───── Excerpted passage ─────
Life

Our Son’s Premature Birth Tested Our Marriage. Here’s How We Saved It

We were stressed, scared, overwhelmed, and very, very sleep deprived. And we didn't have sex for nearly a year.

Updated: 
Originally Published: 

Welcome to ‘Sex After Kids,’ a column where parents frankly talk about how their sex lives shifted after they had children and what steps they took to recalibrate their relationship. A baby raises the stakes. Couples have less time to devote to one another, emotional intimacy can dwindle, date nights — at least for the first months — are nearly non-existent, and sex is often a non-starter. Couples must adapt. Here’s how they do it.

Melissa and Gaspare Randazzo had far from the typical pregnancy and birth experience. Melissa, who suffered from stage four endometriosis and had to go through fertility treatment to conceive their son (who just turned two), gave birth three months early. Their son spent the next few months in the NICU while Melissa recovered from her emergency c-section and Gaspare returned to work. When their son could finally come home, they were so relieved but also stressed and sleep-deprived, trying to do their best to keep up with the set schedule he demanded. The entire ordeal put a lot of pressure on their marriage, too. Here’s how they managed to keep it in tact.

Melissa: We both really wanted a baby, right after we got married. But I was diagnosed with stage four endometriosis at that time. I had to have my fallopian tubes removed and we had to go through a couple of surgeries and fertility treatments.
───── Supplied information ─────
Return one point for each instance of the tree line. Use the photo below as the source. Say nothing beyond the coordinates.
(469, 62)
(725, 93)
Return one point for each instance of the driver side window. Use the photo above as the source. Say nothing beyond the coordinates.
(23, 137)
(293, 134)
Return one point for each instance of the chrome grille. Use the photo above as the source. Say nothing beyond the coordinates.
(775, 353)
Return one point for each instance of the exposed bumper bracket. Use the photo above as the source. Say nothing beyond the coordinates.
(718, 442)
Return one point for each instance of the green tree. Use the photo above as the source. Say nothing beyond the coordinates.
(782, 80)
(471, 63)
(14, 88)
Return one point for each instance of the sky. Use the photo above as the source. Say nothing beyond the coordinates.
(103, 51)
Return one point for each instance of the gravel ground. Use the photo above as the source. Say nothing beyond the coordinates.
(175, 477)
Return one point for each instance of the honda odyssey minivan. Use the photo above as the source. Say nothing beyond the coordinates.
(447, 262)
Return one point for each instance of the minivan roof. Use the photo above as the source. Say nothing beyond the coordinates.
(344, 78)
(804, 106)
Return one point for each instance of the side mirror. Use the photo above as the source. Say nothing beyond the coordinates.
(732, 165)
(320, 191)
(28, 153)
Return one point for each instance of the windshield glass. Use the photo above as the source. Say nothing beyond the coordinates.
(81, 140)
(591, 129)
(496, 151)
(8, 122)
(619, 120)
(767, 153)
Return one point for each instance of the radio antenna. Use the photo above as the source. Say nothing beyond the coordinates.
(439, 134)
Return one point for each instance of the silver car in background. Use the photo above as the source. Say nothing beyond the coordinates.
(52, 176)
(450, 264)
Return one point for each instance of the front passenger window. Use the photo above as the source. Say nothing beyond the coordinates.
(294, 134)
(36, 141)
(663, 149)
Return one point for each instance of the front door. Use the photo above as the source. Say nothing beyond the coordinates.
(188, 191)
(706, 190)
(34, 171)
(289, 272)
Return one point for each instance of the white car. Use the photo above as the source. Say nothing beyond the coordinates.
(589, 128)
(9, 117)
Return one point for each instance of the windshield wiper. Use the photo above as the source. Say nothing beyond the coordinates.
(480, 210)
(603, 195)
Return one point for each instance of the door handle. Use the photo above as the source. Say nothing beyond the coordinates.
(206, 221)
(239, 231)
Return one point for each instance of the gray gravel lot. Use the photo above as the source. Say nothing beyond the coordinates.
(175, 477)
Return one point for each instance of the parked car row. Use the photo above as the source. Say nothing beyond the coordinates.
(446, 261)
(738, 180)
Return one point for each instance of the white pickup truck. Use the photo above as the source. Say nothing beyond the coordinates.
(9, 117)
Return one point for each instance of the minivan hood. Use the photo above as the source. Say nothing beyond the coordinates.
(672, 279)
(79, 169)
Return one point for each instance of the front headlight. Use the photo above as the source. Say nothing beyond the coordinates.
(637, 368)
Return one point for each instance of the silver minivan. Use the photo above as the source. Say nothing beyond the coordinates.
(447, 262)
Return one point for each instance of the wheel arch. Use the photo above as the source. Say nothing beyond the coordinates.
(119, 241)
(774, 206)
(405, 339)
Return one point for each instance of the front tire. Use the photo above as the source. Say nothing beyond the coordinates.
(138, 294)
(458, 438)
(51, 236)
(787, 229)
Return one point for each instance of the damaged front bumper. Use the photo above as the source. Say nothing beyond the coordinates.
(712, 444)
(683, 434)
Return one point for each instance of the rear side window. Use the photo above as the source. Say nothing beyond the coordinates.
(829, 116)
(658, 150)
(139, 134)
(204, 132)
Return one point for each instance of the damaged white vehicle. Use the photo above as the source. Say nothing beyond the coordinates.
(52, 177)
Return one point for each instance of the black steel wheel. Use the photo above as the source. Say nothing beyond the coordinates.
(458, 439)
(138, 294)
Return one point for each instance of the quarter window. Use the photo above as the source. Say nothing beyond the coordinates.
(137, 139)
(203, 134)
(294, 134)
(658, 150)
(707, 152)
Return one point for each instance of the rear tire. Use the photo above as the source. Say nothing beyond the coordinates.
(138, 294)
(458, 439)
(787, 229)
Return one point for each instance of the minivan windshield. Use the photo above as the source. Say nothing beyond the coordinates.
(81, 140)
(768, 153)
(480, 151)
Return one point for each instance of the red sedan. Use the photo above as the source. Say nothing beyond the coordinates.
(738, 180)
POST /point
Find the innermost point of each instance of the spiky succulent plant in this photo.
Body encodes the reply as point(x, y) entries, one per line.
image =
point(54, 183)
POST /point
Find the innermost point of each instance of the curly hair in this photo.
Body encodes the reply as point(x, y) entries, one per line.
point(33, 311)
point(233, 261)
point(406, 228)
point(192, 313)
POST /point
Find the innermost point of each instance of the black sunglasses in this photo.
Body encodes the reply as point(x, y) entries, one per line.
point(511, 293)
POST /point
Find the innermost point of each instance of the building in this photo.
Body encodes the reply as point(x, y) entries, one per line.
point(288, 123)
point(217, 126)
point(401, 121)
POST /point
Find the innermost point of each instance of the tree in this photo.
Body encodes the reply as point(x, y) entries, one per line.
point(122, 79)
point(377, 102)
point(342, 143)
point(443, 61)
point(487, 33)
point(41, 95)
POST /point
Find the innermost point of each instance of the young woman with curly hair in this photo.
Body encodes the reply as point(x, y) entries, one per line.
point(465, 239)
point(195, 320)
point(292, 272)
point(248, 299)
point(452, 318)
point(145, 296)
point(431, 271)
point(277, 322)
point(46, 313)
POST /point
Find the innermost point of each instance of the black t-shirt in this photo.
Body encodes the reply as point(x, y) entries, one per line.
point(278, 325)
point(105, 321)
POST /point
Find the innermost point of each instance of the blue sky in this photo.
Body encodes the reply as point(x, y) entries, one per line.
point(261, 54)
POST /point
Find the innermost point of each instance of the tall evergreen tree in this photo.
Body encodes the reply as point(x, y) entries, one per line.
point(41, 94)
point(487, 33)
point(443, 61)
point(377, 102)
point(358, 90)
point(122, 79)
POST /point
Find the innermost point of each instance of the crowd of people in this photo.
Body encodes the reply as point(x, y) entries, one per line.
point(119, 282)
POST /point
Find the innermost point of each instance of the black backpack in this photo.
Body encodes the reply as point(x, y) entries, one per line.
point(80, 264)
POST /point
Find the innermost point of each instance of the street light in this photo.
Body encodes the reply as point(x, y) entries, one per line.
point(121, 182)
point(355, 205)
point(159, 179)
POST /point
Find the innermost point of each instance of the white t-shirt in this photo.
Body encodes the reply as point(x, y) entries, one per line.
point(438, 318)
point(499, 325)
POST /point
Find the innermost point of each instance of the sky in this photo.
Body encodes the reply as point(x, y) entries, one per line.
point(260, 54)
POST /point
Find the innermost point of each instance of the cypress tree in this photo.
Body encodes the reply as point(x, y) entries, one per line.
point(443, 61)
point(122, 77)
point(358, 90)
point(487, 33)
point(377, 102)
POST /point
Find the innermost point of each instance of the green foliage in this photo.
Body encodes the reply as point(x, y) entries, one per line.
─────
§ What to do
1) In the article about the couple whose son was born premature, the line under the headline describes how the couple felt. List the four states it names.
2) Carry on the article about the couple whose son was born premature, starting after its last sentence.

§ Results for each task
1) Stressed, scared, overwhelmed, and very, very sleep deprived.

2)
Gaspare: One night, we were going to go to bed and it looked like her stomach was pregnant. She had almost a pregnant belly. We were like, what the hell? We went to the hospital and it turned out her stomach was filled with blood. Her fallopian tubes were infected. They basically told us she was never going to be able to get pregnant the traditional way.

M: Because of all that, we went through fertility treatment, then we did get pregnant. But then our son decided he was going to come three months early — that was a whole other ball game we had to deal with.

G: We didn’t get to prepare. She wasn’t even showing when the baby came.

M: I didn’t have my baby shower yet. We didn’t have anything.

G: I’m a teacher and she’s a school social worker, so the mayor closed schools for the next day. As a joke, I said: “Don’t go giving birth in the middle of the night, because I want to enjoy our snow day.” I was joking around. And then three hours later, in the middle of the night, we both woke up to watch the snow and she was like, “Oh my god, babe. I just peed myself.” I was like, what the hell? And then she ran to the bathroom and her water, not just broke, it exploded.

Her water broke everywhere. I was throwing towels underneath her, it was blizzarding out, we were stuffing a to-go bag — we didn’t have any of that traditional to-go bag packed or the hospital tour. We called my father because he was a cop and he was good at driving in that weather – and he ended up driving us and the doctors tried to keep the baby in her for as long as possible. They kept giving her shots to keep the baby in, basically. She was in labor for four days. And then the baby came.

M: I was scared to death. It was the scariest experience I’ve ever had to deal with in my life. It was extremely painful. The medicine they give you burns your insides, but I didn’t care. I was just so worried about the baby and not knowing if he was going to be okay or not.

G: Our son stayed in the NICU for two months.

M: That was really hard, going home without him.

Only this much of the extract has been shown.